# start of EXTRACTED ENTRIES

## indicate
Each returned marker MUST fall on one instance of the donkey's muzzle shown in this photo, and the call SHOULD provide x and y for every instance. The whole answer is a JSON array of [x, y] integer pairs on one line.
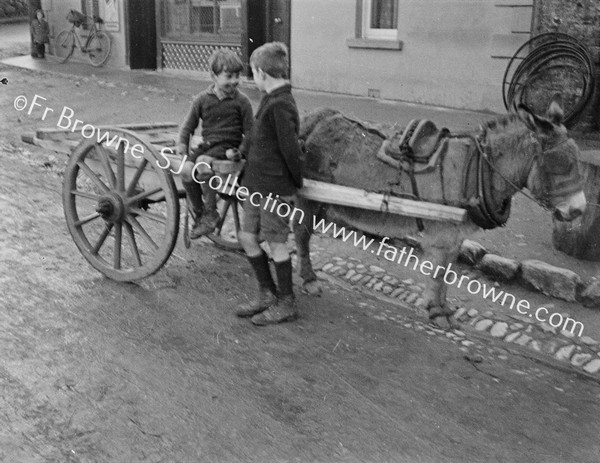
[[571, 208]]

# end of EXTRACTED ENTRIES
# start of EXTRACTED ENTRIES

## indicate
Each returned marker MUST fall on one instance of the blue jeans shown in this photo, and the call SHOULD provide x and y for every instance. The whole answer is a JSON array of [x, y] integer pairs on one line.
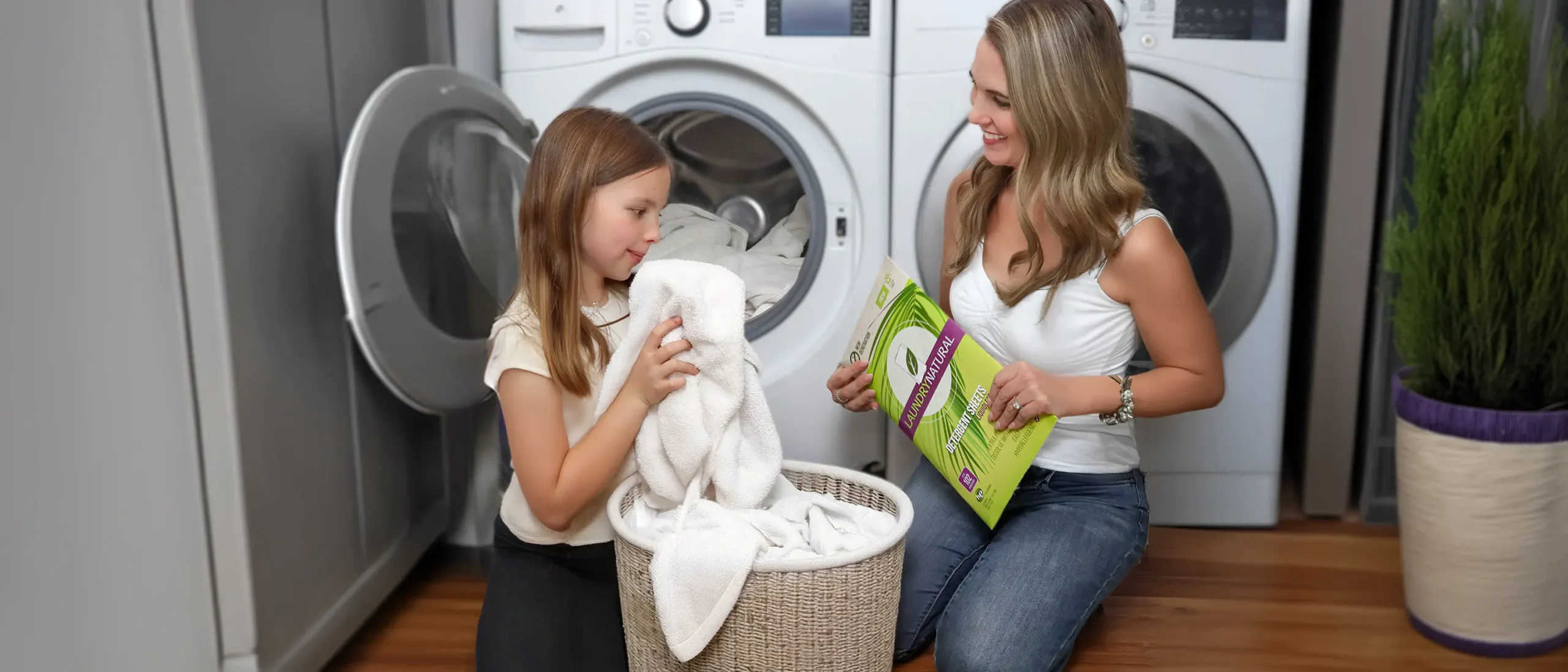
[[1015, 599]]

# end of EXTRACTED ENTRIES

Show each line of the material above that contains the string "JSON". Matches must have the same uppercase and lowercase letters.

Each returned marker MUST fall on one instance of the donkey's muzzle shown in this photo, and the call SHOULD provide x and y for every instance. The whole answer is a JSON array of [x, y] integer pairs on one line.
Each returned marker MUST fall on one instance of the blue jeans shown in this photo, and the call SHOULD provide x and y for every instance. The whole answer is a JSON array of [x, y] integer pairs on one line.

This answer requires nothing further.